## Task input

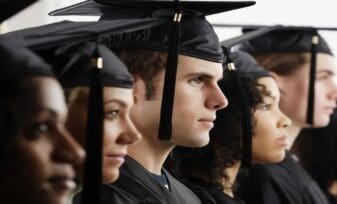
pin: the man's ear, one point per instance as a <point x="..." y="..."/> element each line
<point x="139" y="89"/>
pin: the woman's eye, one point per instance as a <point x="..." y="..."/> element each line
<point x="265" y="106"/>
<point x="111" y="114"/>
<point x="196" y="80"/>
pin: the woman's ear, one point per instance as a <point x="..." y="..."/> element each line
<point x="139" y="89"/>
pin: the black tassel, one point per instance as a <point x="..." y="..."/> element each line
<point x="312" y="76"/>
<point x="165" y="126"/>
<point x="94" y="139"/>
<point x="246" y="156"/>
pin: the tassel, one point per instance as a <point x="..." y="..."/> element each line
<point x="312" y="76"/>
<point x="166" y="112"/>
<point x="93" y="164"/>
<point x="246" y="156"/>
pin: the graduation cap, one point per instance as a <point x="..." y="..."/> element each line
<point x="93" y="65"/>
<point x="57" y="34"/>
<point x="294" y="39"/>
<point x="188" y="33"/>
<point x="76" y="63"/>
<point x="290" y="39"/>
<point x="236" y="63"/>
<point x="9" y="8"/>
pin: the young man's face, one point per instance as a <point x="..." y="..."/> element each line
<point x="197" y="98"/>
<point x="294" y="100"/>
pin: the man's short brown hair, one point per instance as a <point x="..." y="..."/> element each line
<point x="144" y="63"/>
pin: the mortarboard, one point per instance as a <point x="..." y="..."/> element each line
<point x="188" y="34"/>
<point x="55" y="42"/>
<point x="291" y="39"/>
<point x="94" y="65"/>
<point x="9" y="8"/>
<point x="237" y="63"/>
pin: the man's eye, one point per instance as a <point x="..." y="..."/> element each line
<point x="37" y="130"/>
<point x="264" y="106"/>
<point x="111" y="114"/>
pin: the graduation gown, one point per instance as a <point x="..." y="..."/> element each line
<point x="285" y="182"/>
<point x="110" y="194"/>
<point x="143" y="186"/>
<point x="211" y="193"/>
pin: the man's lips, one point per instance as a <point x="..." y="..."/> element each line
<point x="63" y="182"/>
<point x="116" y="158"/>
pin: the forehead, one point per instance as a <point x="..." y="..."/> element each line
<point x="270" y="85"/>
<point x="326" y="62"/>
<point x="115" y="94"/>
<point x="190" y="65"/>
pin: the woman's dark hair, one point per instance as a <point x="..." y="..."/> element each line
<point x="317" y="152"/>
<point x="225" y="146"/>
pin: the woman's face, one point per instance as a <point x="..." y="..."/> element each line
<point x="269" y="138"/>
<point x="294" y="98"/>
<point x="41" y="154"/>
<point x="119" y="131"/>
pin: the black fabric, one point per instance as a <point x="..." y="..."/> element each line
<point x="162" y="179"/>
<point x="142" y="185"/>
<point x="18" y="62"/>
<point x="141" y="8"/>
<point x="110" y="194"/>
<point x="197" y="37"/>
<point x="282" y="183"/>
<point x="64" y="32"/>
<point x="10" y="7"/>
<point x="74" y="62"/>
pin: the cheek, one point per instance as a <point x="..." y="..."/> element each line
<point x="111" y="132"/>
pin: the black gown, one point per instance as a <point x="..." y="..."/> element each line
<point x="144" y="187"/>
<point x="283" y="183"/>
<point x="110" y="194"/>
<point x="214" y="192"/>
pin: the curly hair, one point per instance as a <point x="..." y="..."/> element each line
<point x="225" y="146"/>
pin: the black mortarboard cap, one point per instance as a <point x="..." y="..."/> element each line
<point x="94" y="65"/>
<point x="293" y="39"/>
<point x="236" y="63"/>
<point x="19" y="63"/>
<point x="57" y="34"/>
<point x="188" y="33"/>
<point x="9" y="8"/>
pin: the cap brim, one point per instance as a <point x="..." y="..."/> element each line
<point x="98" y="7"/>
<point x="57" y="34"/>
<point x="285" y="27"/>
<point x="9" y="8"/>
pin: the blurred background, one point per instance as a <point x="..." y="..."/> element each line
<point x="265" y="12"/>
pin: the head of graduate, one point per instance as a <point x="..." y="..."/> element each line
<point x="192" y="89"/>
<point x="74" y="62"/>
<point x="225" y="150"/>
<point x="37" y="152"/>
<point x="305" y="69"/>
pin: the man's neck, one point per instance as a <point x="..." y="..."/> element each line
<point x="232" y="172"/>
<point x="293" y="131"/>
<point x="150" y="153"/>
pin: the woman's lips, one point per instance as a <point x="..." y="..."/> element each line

## Task instructions
Write every line above out again exactly; pictures do not belong in the copy.

## Solution for this problem
pin: the man's ear, one point per instance as a <point x="..." y="..."/> element each line
<point x="139" y="89"/>
pin: the woman's eye, one point per instance as a <point x="..." y="..."/> element each line
<point x="265" y="106"/>
<point x="111" y="114"/>
<point x="196" y="80"/>
pin: the woman's ear, one point per instance as a <point x="..." y="..."/> element each line
<point x="139" y="89"/>
pin: the black tassel, one point per instance as a <point x="..." y="..."/> element each line
<point x="312" y="76"/>
<point x="165" y="126"/>
<point x="94" y="139"/>
<point x="246" y="156"/>
pin: the tassel, one point per instance as a <point x="..." y="..."/> element each line
<point x="312" y="76"/>
<point x="166" y="112"/>
<point x="93" y="164"/>
<point x="246" y="156"/>
pin: the graduation cap, one point per instance as a <point x="..." y="..."/> element each line
<point x="93" y="65"/>
<point x="57" y="34"/>
<point x="294" y="39"/>
<point x="188" y="33"/>
<point x="76" y="63"/>
<point x="290" y="39"/>
<point x="236" y="63"/>
<point x="9" y="8"/>
pin: the young man's face, one point per instance as a <point x="..." y="..."/> element each line
<point x="197" y="98"/>
<point x="294" y="100"/>
pin: the man's short brown hair, one point per instance as a <point x="..." y="..."/> element each line
<point x="144" y="63"/>
pin: the mortarboard, one point per instance as a <point x="..." y="..."/> element each line
<point x="188" y="34"/>
<point x="55" y="42"/>
<point x="291" y="39"/>
<point x="94" y="65"/>
<point x="9" y="8"/>
<point x="237" y="63"/>
pin: the man's eye, one point per instance as a <point x="..." y="..."/> element each line
<point x="37" y="130"/>
<point x="264" y="106"/>
<point x="111" y="114"/>
pin: the graduation gown, one point per instance as a <point x="..." y="..."/> element each line
<point x="285" y="182"/>
<point x="110" y="194"/>
<point x="143" y="186"/>
<point x="211" y="193"/>
pin: the man's lips, one point per instance as a <point x="..." y="..."/> element each line
<point x="63" y="182"/>
<point x="116" y="158"/>
pin: the forehead, one point per instance as a <point x="..." y="..."/> element each line
<point x="270" y="85"/>
<point x="326" y="62"/>
<point x="115" y="94"/>
<point x="190" y="65"/>
pin: the woman's dark hair, one point per instance as a <point x="..." y="..."/> element each line
<point x="317" y="152"/>
<point x="225" y="146"/>
pin: the woman's face, one point per instance as a <point x="..." y="..."/> element each line
<point x="269" y="138"/>
<point x="294" y="98"/>
<point x="41" y="154"/>
<point x="119" y="131"/>
pin: the black fabric, one point per instance as a <point x="..." y="..."/> element each line
<point x="162" y="179"/>
<point x="142" y="185"/>
<point x="18" y="62"/>
<point x="141" y="8"/>
<point x="110" y="194"/>
<point x="197" y="37"/>
<point x="282" y="183"/>
<point x="64" y="32"/>
<point x="10" y="7"/>
<point x="74" y="62"/>
pin: the cheek, one point per instance as a <point x="..." y="..."/> element each line
<point x="111" y="132"/>
pin: the black gown, one point per instance as a <point x="..." y="..."/> element each line
<point x="144" y="187"/>
<point x="283" y="183"/>
<point x="110" y="194"/>
<point x="214" y="192"/>
pin: the curly hair, one point per instance as a <point x="..." y="..."/> element each line
<point x="225" y="146"/>
pin: the black mortarboard cap, one point per instance as a <point x="..." y="..."/> element each line
<point x="94" y="65"/>
<point x="293" y="39"/>
<point x="236" y="63"/>
<point x="19" y="63"/>
<point x="57" y="34"/>
<point x="188" y="33"/>
<point x="9" y="8"/>
pin: the cap brim, one point per instance as a <point x="..." y="..."/> element each line
<point x="98" y="7"/>
<point x="57" y="34"/>
<point x="285" y="27"/>
<point x="9" y="8"/>
pin: the blurred background, one point per instance as a <point x="..." y="..."/> element each line
<point x="265" y="12"/>
pin: the head of graduate, one point per instance as a <point x="..." y="..."/> element each line
<point x="192" y="89"/>
<point x="74" y="62"/>
<point x="225" y="150"/>
<point x="37" y="152"/>
<point x="305" y="69"/>
pin: the man's neck, one point per instance as a <point x="..." y="..."/> element each line
<point x="232" y="172"/>
<point x="293" y="131"/>
<point x="150" y="153"/>
pin: the woman's lips, one point per instance as a <point x="..." y="..."/> element each line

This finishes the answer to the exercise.